*Activity*: An exact copy of the lines from the one containing "Each instance receives one keypoint. Mark the insect leg" through the end of the material is all that is wanted; transcribe only those.

*Records to use*:
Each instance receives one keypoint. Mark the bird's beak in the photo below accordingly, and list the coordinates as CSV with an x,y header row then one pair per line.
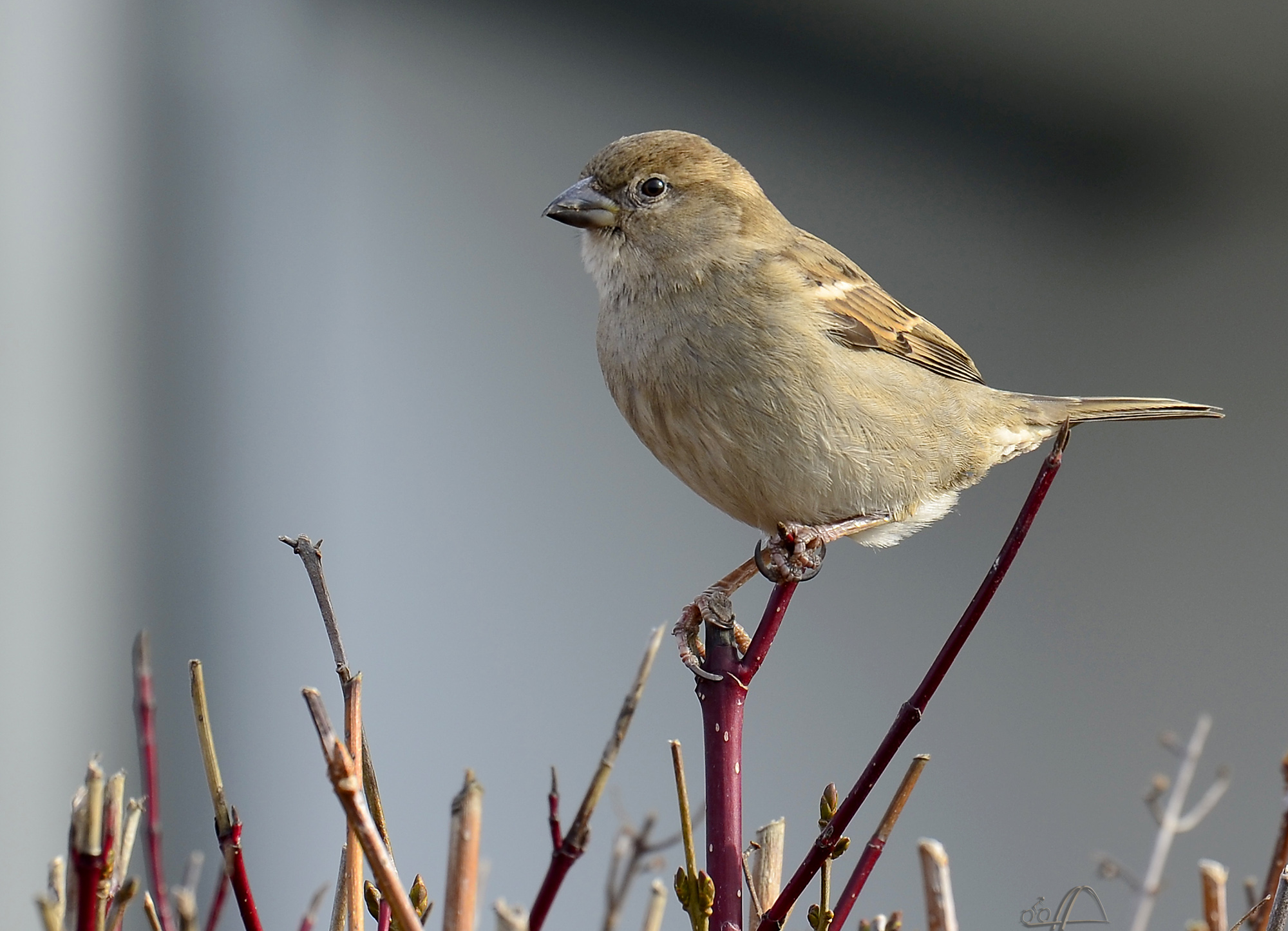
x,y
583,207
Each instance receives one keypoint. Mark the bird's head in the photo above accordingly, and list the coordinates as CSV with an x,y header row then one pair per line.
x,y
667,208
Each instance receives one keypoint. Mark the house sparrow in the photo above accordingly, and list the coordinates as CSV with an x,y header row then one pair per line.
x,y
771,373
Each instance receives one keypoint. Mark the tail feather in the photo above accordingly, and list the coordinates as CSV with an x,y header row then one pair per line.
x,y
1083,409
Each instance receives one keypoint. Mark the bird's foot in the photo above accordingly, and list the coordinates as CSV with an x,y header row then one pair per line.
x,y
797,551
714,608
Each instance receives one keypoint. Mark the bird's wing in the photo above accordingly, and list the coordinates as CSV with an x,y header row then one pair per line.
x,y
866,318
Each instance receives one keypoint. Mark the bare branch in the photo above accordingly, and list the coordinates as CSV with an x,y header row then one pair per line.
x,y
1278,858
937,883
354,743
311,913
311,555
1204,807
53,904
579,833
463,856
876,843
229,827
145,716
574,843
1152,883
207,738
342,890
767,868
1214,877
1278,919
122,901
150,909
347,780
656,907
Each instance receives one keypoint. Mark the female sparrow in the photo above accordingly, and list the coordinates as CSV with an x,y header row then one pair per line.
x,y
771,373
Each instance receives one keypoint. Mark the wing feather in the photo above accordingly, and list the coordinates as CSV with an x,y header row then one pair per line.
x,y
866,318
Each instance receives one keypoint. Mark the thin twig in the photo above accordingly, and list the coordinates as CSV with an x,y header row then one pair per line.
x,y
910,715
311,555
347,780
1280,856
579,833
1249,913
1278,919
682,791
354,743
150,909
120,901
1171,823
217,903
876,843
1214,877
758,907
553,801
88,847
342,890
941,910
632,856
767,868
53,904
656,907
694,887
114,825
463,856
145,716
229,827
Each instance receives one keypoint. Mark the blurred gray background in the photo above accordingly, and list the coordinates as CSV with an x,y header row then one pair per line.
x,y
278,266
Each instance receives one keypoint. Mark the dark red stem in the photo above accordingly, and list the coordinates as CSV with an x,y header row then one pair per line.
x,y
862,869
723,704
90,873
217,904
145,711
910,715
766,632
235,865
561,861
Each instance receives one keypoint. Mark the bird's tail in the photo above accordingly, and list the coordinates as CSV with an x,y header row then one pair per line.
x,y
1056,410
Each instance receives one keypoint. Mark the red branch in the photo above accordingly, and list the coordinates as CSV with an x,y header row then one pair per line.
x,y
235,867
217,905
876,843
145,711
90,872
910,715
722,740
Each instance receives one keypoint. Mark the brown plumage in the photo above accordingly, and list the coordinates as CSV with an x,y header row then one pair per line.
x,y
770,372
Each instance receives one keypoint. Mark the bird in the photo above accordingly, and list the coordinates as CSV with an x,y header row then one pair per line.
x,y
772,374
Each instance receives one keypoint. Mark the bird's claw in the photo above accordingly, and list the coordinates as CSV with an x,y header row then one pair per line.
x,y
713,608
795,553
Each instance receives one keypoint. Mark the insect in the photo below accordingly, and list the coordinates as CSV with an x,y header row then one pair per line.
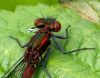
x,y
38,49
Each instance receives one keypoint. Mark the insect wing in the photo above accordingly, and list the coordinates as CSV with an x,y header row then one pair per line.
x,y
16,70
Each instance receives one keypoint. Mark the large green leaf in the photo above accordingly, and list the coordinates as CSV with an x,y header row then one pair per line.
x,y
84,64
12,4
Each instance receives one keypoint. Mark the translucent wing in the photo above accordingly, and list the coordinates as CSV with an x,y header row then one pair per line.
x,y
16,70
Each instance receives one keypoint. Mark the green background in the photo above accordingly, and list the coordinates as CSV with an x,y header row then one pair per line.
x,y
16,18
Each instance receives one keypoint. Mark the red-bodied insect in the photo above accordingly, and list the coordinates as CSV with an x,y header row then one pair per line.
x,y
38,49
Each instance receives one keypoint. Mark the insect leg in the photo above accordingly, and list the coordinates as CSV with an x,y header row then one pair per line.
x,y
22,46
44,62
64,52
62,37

*Task solution*:
Each instance receives one keypoint. Mark the insect leg in the photo above accordingly, and list the coordinates as CSV with an x,y header row then one pair per line.
x,y
22,46
44,62
64,52
62,37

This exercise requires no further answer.